= TASK DESCRIPTION =
Repeat each entry below exactly.

*** Block opens ***

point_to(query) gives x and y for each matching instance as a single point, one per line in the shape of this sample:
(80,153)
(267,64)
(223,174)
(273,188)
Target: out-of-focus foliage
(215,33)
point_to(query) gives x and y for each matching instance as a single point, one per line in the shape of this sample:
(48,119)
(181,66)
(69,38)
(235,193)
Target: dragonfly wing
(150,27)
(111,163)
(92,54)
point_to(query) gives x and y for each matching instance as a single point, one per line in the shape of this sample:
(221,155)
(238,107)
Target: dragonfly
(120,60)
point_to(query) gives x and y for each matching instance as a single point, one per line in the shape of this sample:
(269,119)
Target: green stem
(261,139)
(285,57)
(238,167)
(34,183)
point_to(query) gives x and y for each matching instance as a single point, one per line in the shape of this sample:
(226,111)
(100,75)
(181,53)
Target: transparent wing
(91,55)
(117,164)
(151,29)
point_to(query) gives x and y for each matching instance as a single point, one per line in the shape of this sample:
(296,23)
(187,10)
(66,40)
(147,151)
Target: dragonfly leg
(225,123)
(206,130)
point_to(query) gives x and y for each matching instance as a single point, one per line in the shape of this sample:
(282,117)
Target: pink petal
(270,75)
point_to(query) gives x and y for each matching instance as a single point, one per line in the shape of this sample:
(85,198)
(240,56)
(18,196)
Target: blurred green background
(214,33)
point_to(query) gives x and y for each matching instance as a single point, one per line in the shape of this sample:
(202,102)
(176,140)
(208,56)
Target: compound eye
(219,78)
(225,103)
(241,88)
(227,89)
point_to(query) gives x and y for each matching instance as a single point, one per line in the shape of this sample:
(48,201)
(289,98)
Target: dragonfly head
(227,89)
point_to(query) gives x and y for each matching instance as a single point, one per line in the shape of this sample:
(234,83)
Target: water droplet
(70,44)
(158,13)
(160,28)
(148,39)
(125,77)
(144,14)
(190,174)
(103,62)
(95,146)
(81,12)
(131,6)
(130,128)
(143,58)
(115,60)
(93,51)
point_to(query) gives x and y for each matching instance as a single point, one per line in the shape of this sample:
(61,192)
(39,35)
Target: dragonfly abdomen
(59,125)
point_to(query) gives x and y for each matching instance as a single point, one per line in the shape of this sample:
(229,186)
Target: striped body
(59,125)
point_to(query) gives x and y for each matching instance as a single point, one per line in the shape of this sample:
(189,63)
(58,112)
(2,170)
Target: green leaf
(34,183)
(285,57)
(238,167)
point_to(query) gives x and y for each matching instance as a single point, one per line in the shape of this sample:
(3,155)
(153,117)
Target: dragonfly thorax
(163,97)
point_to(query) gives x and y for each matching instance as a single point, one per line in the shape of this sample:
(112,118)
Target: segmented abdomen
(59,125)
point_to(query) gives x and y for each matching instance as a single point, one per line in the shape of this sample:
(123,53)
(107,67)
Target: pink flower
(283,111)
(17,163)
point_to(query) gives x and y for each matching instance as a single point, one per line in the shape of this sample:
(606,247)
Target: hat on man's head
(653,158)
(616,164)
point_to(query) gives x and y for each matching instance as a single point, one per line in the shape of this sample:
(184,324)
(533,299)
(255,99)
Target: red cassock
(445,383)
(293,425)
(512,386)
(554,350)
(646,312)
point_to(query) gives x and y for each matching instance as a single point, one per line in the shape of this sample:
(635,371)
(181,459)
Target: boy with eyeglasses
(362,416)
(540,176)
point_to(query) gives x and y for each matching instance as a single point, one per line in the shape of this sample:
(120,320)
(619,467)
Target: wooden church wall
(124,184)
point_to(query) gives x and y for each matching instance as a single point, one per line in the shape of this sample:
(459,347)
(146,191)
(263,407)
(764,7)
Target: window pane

*** Block closes ***

= THE COMPLETED TASK =
point_to(query) gives x and y for each matching instance as a single point, one per line in the shape of this sample:
(80,153)
(267,64)
(223,174)
(273,188)
Target: out-of-focus foliage
(215,33)
point_to(query) gives x and y for each matching instance as a single point, one per line in the shape of this sample:
(48,119)
(181,66)
(69,38)
(235,193)
Target: dragonfly wing
(150,27)
(111,163)
(92,54)
point_to(query) gives x and y for each matching instance as a single point, one per line in the shape of this sample:
(221,155)
(238,107)
Target: dragonfly
(120,60)
point_to(query) gives x and y for each matching instance as a single point, one per line in the shape of this sample:
(269,119)
Target: green stem
(261,139)
(285,57)
(238,167)
(34,183)
point_to(query) gives x and y for each matching instance as a single point, one per line in the shape of this sample:
(226,111)
(100,75)
(181,53)
Target: transparent wing
(91,55)
(117,164)
(151,29)
point_to(query) gives x and y for each matching instance as a single point, one per line in the shape of this sample:
(296,23)
(187,10)
(66,40)
(147,151)
Target: dragonfly leg
(225,123)
(206,130)
point_to(query) gives x and y for each matching instance as a single point, one per line in the shape of this sample:
(282,117)
Target: pink petal
(270,75)
point_to(query) gives x and y for each matching instance as a single point, one per line in the shape of this sample:
(85,198)
(240,56)
(18,196)
Target: blurred green background
(214,33)
point_to(query) gives x and y for each matching instance as a single point, one per line in the shape of this sample:
(202,102)
(176,140)
(208,56)
Target: compound eye
(219,78)
(225,103)
(241,88)
(227,89)
point_to(query) gives x and y for each matching instance as a single point, one per line in the shape of this sample:
(48,201)
(289,98)
Target: dragonfly head
(227,89)
point_to(query) gives x and y for each matching instance as a single point, one per line in the shape of this sample:
(234,83)
Target: water droplet
(70,44)
(158,13)
(160,28)
(148,39)
(125,77)
(144,14)
(190,174)
(103,62)
(95,146)
(81,12)
(131,6)
(130,128)
(143,58)
(115,60)
(93,51)
point_to(query) gives x and y for each matching instance as a single point, one per line in the shape of this sample:
(61,192)
(39,35)
Target: dragonfly abdomen
(59,125)
point_to(query) gives x and y for each matching instance as a single point, one per line in the shape of this sample:
(229,186)
Target: striped body
(59,125)
point_to(query) gives x and y for each matching instance as a single point, one per line in the shape of this sample:
(189,63)
(58,112)
(2,170)
Target: green leaf
(34,183)
(285,57)
(238,167)
point_to(query) gives x and y for each matching instance as a single point, one per line in the shape of this sample:
(3,155)
(153,117)
Target: dragonfly thorax
(163,97)
point_to(query) gives x and y for each matching instance as a single point, one per line in the shape of this sample:
(112,118)
Target: segmented abdomen
(59,125)
point_to(query) gives x and y for each matching instance as a single point, one per line in the shape of this sample:
(123,53)
(107,67)
Target: pink flower
(283,111)
(17,163)
point_to(query) gives x and y for each matching instance as a single point, one per line in the shape of this sample:
(606,247)
Target: hat on man's head
(653,158)
(616,164)
point_to(query) gives x and y for each matching instance as a single point, one per line in the shape of this sample:
(184,324)
(533,299)
(255,99)
Target: red cassock
(445,383)
(293,425)
(512,386)
(554,350)
(646,312)
point_to(query) gives x and y for each matching instance as a single point, one per line in the shape of this sample:
(635,371)
(181,459)
Target: boy with eyeglasses
(362,416)
(540,176)
point_to(query) gives x and y for each matching instance as a single point, one per line in the shape of this sample:
(120,320)
(619,467)
Target: wooden church wall
(124,184)
point_to(query) gives x and y for each matching instance as a single point, one per line in the shape of this sample:
(459,347)
(146,191)
(263,407)
(764,7)
Target: window pane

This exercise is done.